(Exercices à résoudre)
**a)** Répondez à ces questions sur le texte consacré à l'addiction aux Google Glass :
(i) Combien d'heures par jour le patient portait-il ses lunettes ?
(ii) En quelle année l'« effet Tetris » a-t-il été théorisé ?
(iii) Quelle profession exerce Vanessa Lalo ?
**b)** Recopiez le passage du texte consacré à l'addiction aux Google Glass en commençant aux mots "Le titre du" et en vous arrêtant après "des Google Glass.", puis substituez "lunettes connectées" à "lunettes".

(Texte d'étude)
┄┄┄┄┄┄┄┄┄┄

Le titre du papier ? Trouble de l’addiction à internet et usage problématique de Google Glass chez un patient traité par un programme de traitement de l’abus de substance en établissement spécialisé. Un article scientifique abondamment relayé par les médias classiques dans le monde entier, les journalistes se faisant l’écho de détails croustillants. Ainsi a-t-on pu lire que le patient utilisait ses lunettes quotidiennement depuis deux mois, à raison de dix-huit heures par jour et voyait ses rêves à travers la petite interface rectangulaire qui s’affiche en 3D en haut à droite des verres des Google Glass.
Un symptôme à rapprocher de “l’effet Tetris”, théorisé en 2000 par des scientifiques américains qui ont remarqué que “lorsque des individus jouent au jeu Tetris pendant de longues périodes, ils rendent compte d’images intrusives du jeu dans leurs rêves”. (Stickgold, Malia, Maguire, Roddenberry, & O’Connor, 2000). Pour autant, “l’effet Tetris” n’a jamais été considéré par les scientifiques comme un symptôme de l’addiction. “L’addiction sans substance est quelque chose de très compliqué et de controversé, sur laquelle les scientifiques ne sont pas d’accord”, nous confirme Vanessa Lalo, psychologue française qui travaille sur les problématiques liées aux addictions et au numérique.
Les médias en ont-ils trop fait ?
Pour preuve, en 2013, la dernière version du célèbre DSM américain, le Manuel diagnostique et statistique des troubles mentaux qui sert d’autorité en matière de diagnostic psychiatrique, a refusé de reconnaître les troubles d’addiction à internet (“IAD”, en anglais) comme une “maladie officielle”.
Or, dans le cas précis du soldat américain (le seul à ce jour à avoir été étudié par des chercheurs), le trouble diagnostiqué va de pair avec une forte phobie sociale et une addiction à l’alcool. C’est d’ailleurs pour ce motif qu’il avait été admis dans l’établissement. Alors, les médias en ont-ils trop fait en parlant de “premier cas d’addiction aux Google Glass” ? Vanessa Lalo en est persuadée : “L’addiction, c’est le mot à la mode, ça ne veut rien dire concrètement. Il était peut-être dépendant des Google Glass, mais uniquement parce qu’il souffre d’une polyaddiction.” Et pshiiit.

┄┄┄┄┄┄┄┄┄┄

(Données fournies)
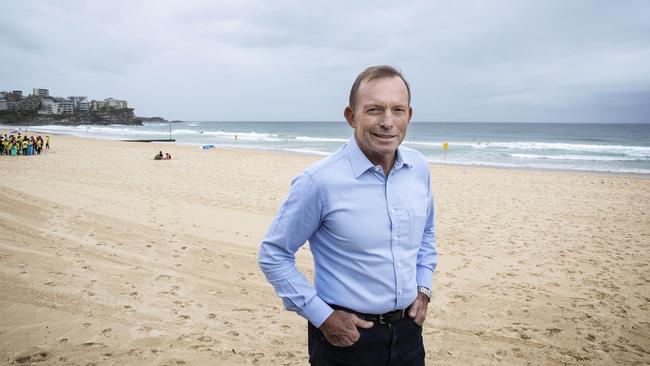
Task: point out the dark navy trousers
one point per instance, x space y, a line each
396 344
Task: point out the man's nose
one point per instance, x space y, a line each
387 121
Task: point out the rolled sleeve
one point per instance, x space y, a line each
298 218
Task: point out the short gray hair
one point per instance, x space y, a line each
376 72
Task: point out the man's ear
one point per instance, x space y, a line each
348 113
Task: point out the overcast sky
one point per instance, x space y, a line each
497 60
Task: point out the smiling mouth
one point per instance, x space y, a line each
384 137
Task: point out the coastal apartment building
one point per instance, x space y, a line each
30 103
41 92
41 101
51 105
108 103
81 104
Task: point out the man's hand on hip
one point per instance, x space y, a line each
340 329
418 309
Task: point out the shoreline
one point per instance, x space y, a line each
323 154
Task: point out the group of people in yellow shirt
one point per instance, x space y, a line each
23 145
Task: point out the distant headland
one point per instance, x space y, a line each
41 108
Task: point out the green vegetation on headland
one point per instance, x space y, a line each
107 116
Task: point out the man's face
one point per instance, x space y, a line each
380 118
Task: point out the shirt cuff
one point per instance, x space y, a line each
317 311
424 277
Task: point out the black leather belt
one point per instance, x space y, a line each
385 318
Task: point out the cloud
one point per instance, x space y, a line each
290 60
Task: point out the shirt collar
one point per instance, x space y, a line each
360 162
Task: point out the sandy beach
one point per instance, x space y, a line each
108 257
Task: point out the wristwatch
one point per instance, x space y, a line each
425 291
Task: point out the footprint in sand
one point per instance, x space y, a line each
32 356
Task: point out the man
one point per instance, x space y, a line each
367 211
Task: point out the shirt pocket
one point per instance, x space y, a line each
417 221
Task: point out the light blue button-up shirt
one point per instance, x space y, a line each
371 235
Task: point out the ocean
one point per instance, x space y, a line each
617 148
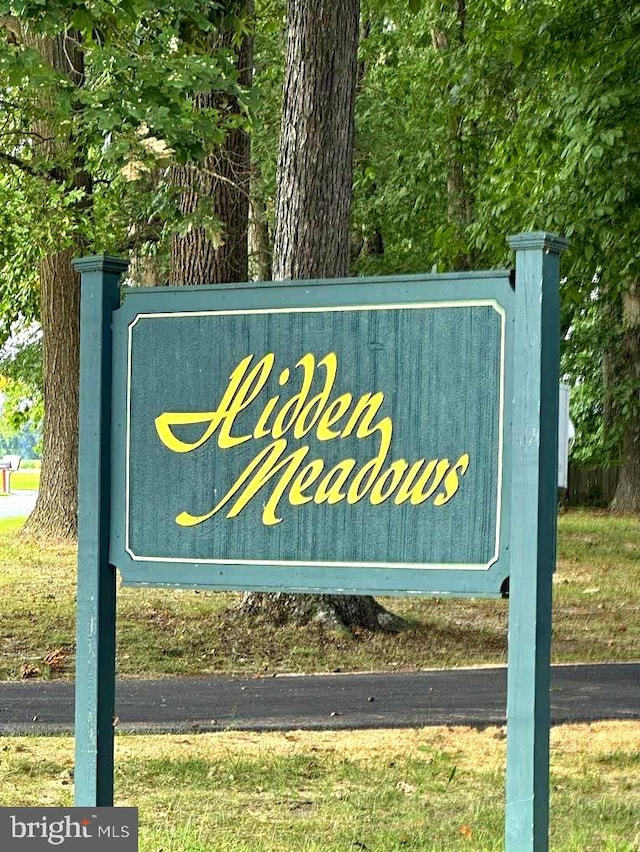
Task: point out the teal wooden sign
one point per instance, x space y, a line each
328 437
384 435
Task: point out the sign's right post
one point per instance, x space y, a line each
533 538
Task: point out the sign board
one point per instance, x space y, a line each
383 435
327 437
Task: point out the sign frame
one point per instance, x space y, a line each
397 293
531 493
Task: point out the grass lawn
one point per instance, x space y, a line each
435 789
161 632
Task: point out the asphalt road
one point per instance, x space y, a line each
475 697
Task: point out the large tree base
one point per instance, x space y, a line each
51 521
345 611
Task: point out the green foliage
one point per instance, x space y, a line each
22 409
104 178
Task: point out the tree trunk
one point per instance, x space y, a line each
459 212
315 161
627 499
55 512
221 179
260 248
315 168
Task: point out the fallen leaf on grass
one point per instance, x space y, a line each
55 659
27 670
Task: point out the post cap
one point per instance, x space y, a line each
538 240
100 263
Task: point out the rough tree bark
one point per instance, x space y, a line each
55 512
627 499
222 177
315 168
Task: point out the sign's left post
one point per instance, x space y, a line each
96 597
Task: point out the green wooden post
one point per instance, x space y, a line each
96 607
533 538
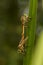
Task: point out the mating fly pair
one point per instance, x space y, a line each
24 20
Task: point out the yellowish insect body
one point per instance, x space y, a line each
24 19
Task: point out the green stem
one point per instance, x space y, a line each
31 32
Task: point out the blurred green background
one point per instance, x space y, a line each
10 29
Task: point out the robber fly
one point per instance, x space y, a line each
24 19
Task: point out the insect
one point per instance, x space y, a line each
24 19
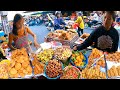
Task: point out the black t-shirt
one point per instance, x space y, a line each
100 31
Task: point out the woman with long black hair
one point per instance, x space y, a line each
19 34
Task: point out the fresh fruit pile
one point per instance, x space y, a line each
38 66
20 65
78 58
62 53
93 73
113 57
70 72
45 55
53 68
94 54
62 35
85 35
101 62
114 71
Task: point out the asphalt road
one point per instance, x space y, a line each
41 32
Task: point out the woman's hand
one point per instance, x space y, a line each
36 45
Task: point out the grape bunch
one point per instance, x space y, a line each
105 42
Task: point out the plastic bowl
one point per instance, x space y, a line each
65 69
81 67
47 75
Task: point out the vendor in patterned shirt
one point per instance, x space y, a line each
105 37
19 34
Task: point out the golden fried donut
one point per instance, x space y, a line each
21 69
16 75
25 64
22 75
25 71
17 66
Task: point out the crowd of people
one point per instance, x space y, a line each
19 31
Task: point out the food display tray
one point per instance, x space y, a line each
64 42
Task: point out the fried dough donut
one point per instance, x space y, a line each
13 71
25 64
17 66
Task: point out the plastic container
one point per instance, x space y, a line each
86 61
66 68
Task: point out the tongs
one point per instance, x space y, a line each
96 60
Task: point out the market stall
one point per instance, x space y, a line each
55 59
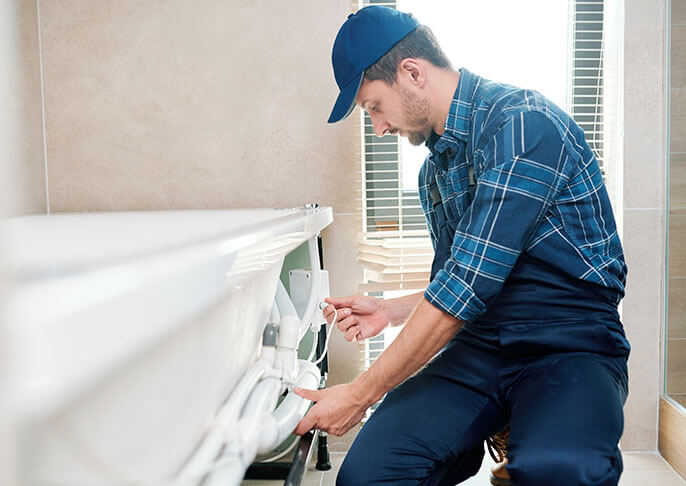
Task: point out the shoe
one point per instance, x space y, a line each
500 481
499 475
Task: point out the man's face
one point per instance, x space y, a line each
395 108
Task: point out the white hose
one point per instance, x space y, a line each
226 418
284 302
258 432
315 288
274 314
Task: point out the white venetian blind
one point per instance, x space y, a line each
594 74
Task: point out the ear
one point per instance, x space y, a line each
412 71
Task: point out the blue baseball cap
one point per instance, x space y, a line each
363 39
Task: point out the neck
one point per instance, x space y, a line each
443 92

┄┄┄┄┄┄┄┄┄┄

(Corrigé par exercice)
**a)**
(i) Dix-huit heures par jour.
(ii) En 2000.
(iii) Elle est psychologue.

**b)**
Le titre du papier ? Trouble de l’addiction à internet et usage problématique de Google Glass chez un patient traité par un programme de traitement de l’abus de substance en établissement spécialisé. Un article scientifique abondamment relayé par les médias classiques dans le monde entier, les journalistes se faisant l’écho de détails croustillants. Ainsi a-t-on pu lire que le patient utilisait ses lunettes connectées quotidiennement depuis deux mois, à raison de dix-huit heures par jour et voyait ses rêves à travers la petite interface rectangulaire qui s’affiche en 3D en haut à droite des verres des Google Glass.